▶ SELECTED TEXT

The two beads are tied by a light inextensible thread. The thread is “almost vertical,” implying that both beads share the same vertical displacement $dy$, vertical velocity $v$, and vertical acceleration $a_{sys}$.

We apply the Work-Energy Theorem for a small vertical displacement $dy$:

Work Done: Gravity acts on both beads moving down $dy$.
$$dW = mg(dy) + mg(dy) = 2mg\, dy$$
Kinetic Energy ($K$):
- Bead on rod has velocity $v$. $K_1 = \frac{1}{2}mv^2$.
- Bead on helix has vertical velocity $v$, but actual velocity $v_{path} = v / \sin \alpha$.
  $K_2 = \frac{1}{2}m \left(\frac{v}{\sin \alpha}\right)^2$.

▶ BRIEF
Extend the work-energy derivation for the two beads on the rod and helix, picking up after the expression for $K_2$.

▶ DATA RECORDS
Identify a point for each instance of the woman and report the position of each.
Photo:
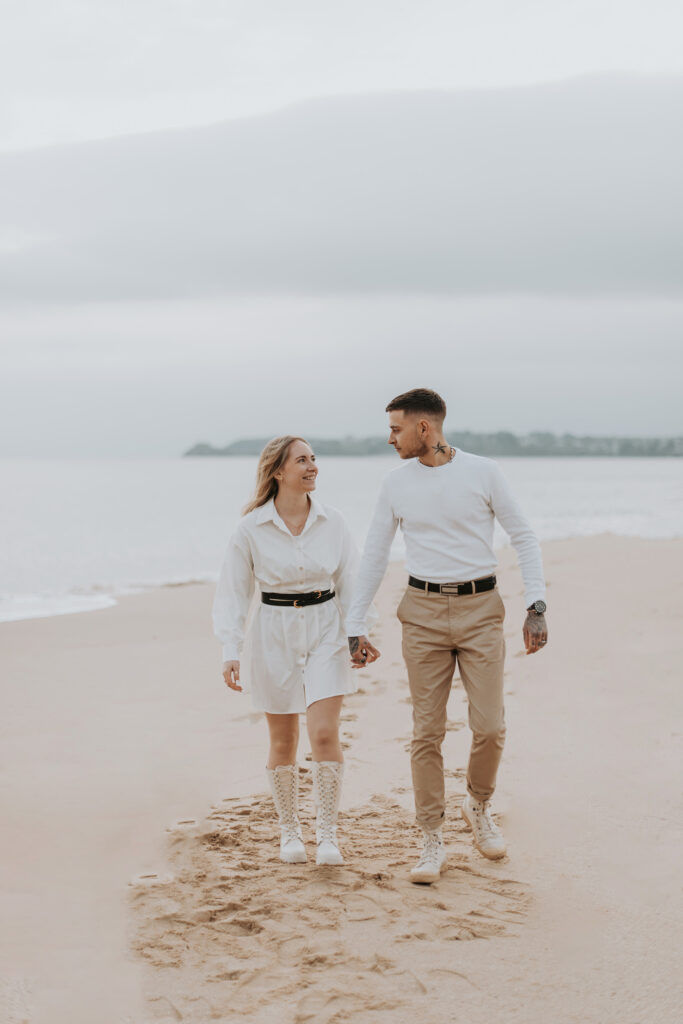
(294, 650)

* * *

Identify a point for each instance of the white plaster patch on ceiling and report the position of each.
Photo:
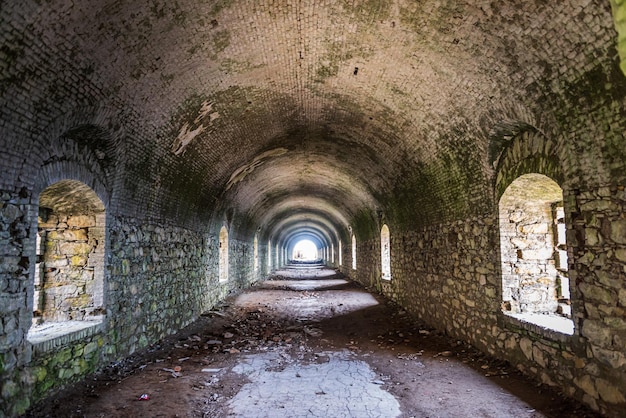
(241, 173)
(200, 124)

--

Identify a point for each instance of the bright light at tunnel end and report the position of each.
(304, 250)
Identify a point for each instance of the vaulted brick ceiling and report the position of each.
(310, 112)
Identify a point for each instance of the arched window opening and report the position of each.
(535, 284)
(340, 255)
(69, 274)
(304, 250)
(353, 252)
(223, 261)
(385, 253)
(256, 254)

▶ ANSWER TO THE TASK
Total Kinetic Energy is: $$K = \frac{1}{2}mv^2 + \frac{1}{2}mv^2 \frac{1}{\sin^2 \alpha} = \frac{1}{2}mv^2 \left( 1 + \frac{1}{\sin^2 \alpha} \right)$$

Differentiating $K$ with respect to time to equate to Power ($P = dW/dt = 2mgv$):

$$ \frac{dK}{dt} = m v \frac{dv}{dt} \left( 1 + \frac{1}{\sin^2 \alpha} \right) = m v a_{sys} \left( 1 + \frac{1}{\sin^2 \alpha} \right) $$

Equating Power terms ($\frac{dK}{dt} = 2mgv$): $$ m v a_{sys} \left( 1 + \frac{1}{\sin^2 \alpha} \right) = 2mgv $$ $$ a_{sys} = \frac{2g}{1 + \frac{1}{\sin^2 \alpha}} $$

Calculation of Time $T$

The time $T$ to cover height $h$ with constant acceleration $a_{sys}$ is $T = \sqrt{2h/a_{sys}}$.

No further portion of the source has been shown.